Task brief:
Please print every line of the listing, unchanged.

Excerpted data:

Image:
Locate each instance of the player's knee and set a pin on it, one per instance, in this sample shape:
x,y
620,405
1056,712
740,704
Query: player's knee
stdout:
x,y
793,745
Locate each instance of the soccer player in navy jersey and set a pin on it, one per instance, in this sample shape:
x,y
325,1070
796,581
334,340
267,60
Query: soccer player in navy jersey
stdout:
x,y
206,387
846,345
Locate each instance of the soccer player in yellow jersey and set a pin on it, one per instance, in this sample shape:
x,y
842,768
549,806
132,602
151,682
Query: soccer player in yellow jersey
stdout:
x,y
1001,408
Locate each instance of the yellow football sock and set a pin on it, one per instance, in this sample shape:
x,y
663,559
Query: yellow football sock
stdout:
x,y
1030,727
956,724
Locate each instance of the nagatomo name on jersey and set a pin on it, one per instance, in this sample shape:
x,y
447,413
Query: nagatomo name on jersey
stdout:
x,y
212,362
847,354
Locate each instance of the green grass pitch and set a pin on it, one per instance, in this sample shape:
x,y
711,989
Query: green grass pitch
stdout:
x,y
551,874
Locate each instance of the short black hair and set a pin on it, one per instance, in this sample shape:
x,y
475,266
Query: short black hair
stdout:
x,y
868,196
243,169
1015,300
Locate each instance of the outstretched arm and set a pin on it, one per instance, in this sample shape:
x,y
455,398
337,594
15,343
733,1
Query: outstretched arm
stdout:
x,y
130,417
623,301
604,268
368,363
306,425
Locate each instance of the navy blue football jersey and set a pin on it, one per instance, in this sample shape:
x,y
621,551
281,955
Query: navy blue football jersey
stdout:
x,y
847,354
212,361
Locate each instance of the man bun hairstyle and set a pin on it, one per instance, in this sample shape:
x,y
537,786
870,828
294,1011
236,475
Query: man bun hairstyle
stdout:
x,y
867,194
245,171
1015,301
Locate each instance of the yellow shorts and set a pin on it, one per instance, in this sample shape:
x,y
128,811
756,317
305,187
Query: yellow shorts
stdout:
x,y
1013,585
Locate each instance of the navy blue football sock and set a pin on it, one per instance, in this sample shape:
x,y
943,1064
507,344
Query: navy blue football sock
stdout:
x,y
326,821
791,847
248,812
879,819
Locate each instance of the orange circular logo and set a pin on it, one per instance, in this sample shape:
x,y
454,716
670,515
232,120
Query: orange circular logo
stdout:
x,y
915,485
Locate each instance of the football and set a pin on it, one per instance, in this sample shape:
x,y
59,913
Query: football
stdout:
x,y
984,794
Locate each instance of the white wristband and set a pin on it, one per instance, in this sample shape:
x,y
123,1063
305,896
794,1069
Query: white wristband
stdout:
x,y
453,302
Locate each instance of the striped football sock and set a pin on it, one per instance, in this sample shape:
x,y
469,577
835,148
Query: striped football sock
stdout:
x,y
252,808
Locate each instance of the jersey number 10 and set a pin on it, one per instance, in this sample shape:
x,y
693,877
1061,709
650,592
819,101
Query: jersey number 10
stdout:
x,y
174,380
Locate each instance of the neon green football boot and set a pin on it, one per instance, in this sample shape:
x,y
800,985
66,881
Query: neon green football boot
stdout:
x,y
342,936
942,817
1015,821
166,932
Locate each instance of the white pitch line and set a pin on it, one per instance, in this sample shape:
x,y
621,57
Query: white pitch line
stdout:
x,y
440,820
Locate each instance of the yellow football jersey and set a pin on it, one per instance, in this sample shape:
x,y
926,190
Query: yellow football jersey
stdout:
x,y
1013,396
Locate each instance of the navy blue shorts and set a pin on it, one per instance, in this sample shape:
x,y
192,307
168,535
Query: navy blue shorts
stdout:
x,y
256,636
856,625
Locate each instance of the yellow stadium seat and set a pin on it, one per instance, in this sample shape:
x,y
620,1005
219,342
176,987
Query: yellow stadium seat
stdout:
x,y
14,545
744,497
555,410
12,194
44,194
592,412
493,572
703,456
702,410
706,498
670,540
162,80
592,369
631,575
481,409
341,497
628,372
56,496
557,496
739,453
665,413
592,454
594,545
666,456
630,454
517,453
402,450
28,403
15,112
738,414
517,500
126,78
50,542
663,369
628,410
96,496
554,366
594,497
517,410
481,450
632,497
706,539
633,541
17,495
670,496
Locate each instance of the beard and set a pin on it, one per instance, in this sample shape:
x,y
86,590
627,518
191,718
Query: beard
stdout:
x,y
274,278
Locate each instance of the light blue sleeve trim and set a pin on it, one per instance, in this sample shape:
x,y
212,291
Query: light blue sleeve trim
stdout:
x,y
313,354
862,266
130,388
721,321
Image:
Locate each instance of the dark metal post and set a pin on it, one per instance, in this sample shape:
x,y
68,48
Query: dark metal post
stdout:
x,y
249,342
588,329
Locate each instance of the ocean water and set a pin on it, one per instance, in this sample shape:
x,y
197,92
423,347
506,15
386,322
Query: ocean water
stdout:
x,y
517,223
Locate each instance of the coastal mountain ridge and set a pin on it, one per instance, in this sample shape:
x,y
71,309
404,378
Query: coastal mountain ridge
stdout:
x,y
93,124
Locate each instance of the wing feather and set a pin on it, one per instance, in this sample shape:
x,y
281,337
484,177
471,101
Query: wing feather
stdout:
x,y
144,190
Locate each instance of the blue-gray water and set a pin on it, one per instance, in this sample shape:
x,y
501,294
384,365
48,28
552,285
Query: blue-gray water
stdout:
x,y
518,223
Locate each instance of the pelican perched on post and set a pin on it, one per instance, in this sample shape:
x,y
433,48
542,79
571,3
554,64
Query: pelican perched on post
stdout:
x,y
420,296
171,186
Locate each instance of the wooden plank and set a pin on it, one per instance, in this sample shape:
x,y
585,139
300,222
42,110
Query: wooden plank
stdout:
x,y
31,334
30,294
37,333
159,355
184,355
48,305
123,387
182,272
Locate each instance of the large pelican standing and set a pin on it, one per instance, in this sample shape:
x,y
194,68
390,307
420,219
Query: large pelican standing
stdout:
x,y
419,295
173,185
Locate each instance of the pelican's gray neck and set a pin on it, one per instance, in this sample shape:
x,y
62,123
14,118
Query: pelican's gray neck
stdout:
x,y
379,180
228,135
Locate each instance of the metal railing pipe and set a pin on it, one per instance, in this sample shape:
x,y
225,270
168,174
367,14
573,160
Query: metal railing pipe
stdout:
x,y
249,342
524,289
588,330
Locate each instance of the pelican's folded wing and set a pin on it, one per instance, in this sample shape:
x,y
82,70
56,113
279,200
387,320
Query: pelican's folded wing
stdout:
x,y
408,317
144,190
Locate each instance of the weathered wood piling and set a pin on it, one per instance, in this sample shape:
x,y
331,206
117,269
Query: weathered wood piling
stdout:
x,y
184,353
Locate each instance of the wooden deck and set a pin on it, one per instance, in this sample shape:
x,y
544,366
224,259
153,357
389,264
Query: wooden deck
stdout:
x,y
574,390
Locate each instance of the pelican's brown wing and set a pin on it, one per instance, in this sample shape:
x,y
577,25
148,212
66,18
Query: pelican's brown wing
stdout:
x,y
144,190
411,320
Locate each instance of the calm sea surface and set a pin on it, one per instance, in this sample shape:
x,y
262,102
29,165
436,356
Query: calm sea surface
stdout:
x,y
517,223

Response box:
Image:
Locate each instance of the player's knee and set a pin on it, one per instance, in this sample shape:
x,y
620,405
1056,712
740,704
Query: player's knee
stdout:
x,y
793,745
Locate each instance of the soccer player in navy jersey and set a pin on it, one per instance, in this sample shape:
x,y
325,1070
796,581
334,340
267,60
Query: soccer player in navy jersey
stdout:
x,y
206,387
846,345
Locate each instance of the soccer player in yellow jersey and set a pin on it, one per instance, in this sample shape:
x,y
842,768
549,806
132,602
151,682
Query: soccer player in yellow jersey
stdout:
x,y
1001,408
Locate each instance of the yellow football sock and set a pin on it, one per instance, in this sample shape:
x,y
663,559
Query: yellow football sock
stdout:
x,y
1030,727
956,724
Locate each instance of the nagatomo name on jersey and set a pin on it, one per instance, in this sample shape:
x,y
447,413
Query: nagatomo name on jersey
stdout:
x,y
212,362
847,354
Locate each instance of the green grass pitch and set a pin on it, one per instance, in this sample shape:
x,y
711,989
Query: green grass pitch
stdout:
x,y
551,874
Locate each instance of the short black hair and set a pin on it, one per instance, in this sample shape:
x,y
475,266
Query: short black hair
stdout:
x,y
868,196
243,169
1015,300
Locate each instance of the outstretched arm and set a pin on it, one per instance, in this sample shape:
x,y
455,398
337,594
15,343
733,1
Query: outstretched arm
stdout:
x,y
130,417
623,301
604,268
368,363
306,425
Locate each instance of the navy blue football jersey and set a pin on it, one per instance, in this sample shape:
x,y
621,551
281,955
Query: navy blue football jersey
stdout:
x,y
847,354
212,361
Locate each instance of the man bun hairstyle and set a pin on it, one per instance, in this sample shape:
x,y
537,786
870,828
294,1011
236,475
Query: man bun hairstyle
stdout:
x,y
867,194
245,171
1015,301
Locate each instance of the yellow shorts and set a pin on it, one per instance, in this sample shape:
x,y
128,811
756,317
305,187
Query: yellow shorts
stdout:
x,y
1013,585
Locate each instance of the navy blue football sock and set a pin on it, one per instance, in this sample shape:
x,y
943,1064
507,344
Query: navy blue football sock
stdout:
x,y
326,821
791,847
248,812
879,819
Locate each instance of the orange circular logo and set a pin on it, one per instance, in this sample shape:
x,y
454,716
670,515
232,120
Query: orange circular logo
stdout:
x,y
915,485
Locate each instance of the football and set a pin on it, one per instance, in this sample shape:
x,y
59,913
Query: football
stdout:
x,y
984,794
Locate each instance of the white wristband and set a pin on it, one per instance, in this sample shape:
x,y
123,1063
305,896
794,1069
Query: white wristband
stdout:
x,y
453,302
Locate each instance of the striped football sock and set a pin on it, one per instance, in this sample shape:
x,y
469,577
835,148
Query: striped football sock
stdout:
x,y
252,808
Locate each instance of the jersey number 10 and set a pin on it, one per instance, in this sample shape:
x,y
693,877
1061,709
650,592
819,101
Query: jersey number 10
stdout:
x,y
174,380
Locate each instance of the neon green football boot and set a pin on it, one per instance, in this sample shape:
x,y
800,985
66,881
Query: neon green football boot
stdout:
x,y
342,936
942,817
1015,821
166,932
Locate each instance of the white pitch line and set a pin on it, one per instance, in this sample shape:
x,y
621,57
Query: white pitch line
stdout:
x,y
440,820
Locate each instance of the yellow football jersey and set a pin on it, one per instance, in this sample shape:
x,y
926,190
Query: yellow football jersey
stdout:
x,y
1013,396
Locate each instance of the navy blue shorts and set a pin on it, one per instance, in this sample shape:
x,y
192,307
168,535
Query: navy blue shorts
stdout:
x,y
256,636
856,625
Locate each instance of the yellow stadium seat and set a pin on it, one per instance, in this sample shape:
x,y
620,1005
219,342
176,987
Query: yellow stadium seat
stdout:
x,y
14,545
744,497
555,410
12,194
44,194
592,412
493,572
703,456
702,410
706,498
670,540
162,80
592,369
631,575
481,409
341,497
628,372
56,496
557,496
739,453
665,413
592,454
594,545
666,456
630,454
517,453
402,450
28,403
15,112
738,414
517,500
126,78
50,542
663,369
628,410
96,496
554,366
594,497
517,410
481,450
632,497
706,539
633,541
17,495
670,496
Locate each instance of the beard and set a pin on it, one per instance, in this sample shape:
x,y
86,590
627,518
191,718
Query: beard
stdout:
x,y
274,278
Locate each instance of the light blue sleeve trim and set a pin on it, one per instance, in this sample shape:
x,y
212,291
Query: light blue sleeve trim
stdout:
x,y
313,354
862,266
130,388
721,321
Image:
Locate each instance of the dark metal post and set a pin on it, one per instance, in this sample shape:
x,y
68,48
Query: dark metal post
stdout:
x,y
249,342
588,329
Locate each instance of the ocean water and set a pin on it, one per instance, in this sample shape:
x,y
197,92
423,347
506,15
386,322
Query: ocean water
stdout:
x,y
517,223
Locate each instance of the coastal mountain ridge and set a pin on it, one per instance, in this sample shape:
x,y
71,309
404,378
Query: coastal mountain ridge
stdout:
x,y
93,124
Locate each instance of the wing feather and set a pin on it, one per instance, in this sample shape:
x,y
281,337
484,177
471,101
Query: wing feather
stdout:
x,y
144,190
Locate each instance of the blue-gray water and set a pin on it, one per instance, in this sample shape:
x,y
501,294
384,365
48,28
552,285
Query: blue-gray water
stdout:
x,y
518,223
Locate each instance of the pelican perched on post and set a pin on it, one per instance, in this sample shape:
x,y
433,48
542,79
571,3
554,64
Query: pelican perched on post
stdout:
x,y
420,296
171,186
Locate each instance of the wooden plank and set a pin on it, one per instance, in this sample shape:
x,y
585,139
300,222
42,110
Query: wooden plank
stdout:
x,y
31,334
30,294
37,333
159,355
184,355
48,305
123,387
182,272
Locate each instance of the large pelican standing and set a pin on it, one per instance, in this sample shape:
x,y
194,68
390,307
420,219
Query: large pelican standing
stdout:
x,y
419,295
173,185
Locate each instance of the pelican's gray neck and set a pin on it, one per instance, in this sample shape:
x,y
62,123
14,118
Query: pelican's gray neck
stdout:
x,y
379,180
228,135
Locate each instance of the metal railing pipe and set a pin on it, one per instance, in this sample shape:
x,y
225,270
168,174
367,14
573,160
Query: metal railing pipe
stdout:
x,y
249,342
524,289
588,330
Locate each instance of the pelican's folded wing and set a pin on it, one per instance, in this sample shape:
x,y
82,70
56,113
279,200
387,320
Query: pelican's folded wing
stdout:
x,y
408,317
144,190
Locate each instance of the weathered wood piling and set a pin on it, one per instance, in this sample shape:
x,y
331,206
117,269
Query: weathered wood piling
stdout:
x,y
184,353
Locate each instance of the wooden deck and set a pin on it, one per instance, in this sample shape:
x,y
544,366
224,259
153,357
389,264
Query: wooden deck
stdout:
x,y
574,390
Locate each instance of the pelican's brown wing and set a pin on it, one per instance, in this sample shape:
x,y
577,25
148,212
66,18
Query: pelican's brown wing
stdout:
x,y
144,190
411,320
Locate each instance of the calm sea surface and set a pin on it, one per instance, in this sample shape:
x,y
262,102
29,165
436,356
Query: calm sea surface
stdout:
x,y
517,223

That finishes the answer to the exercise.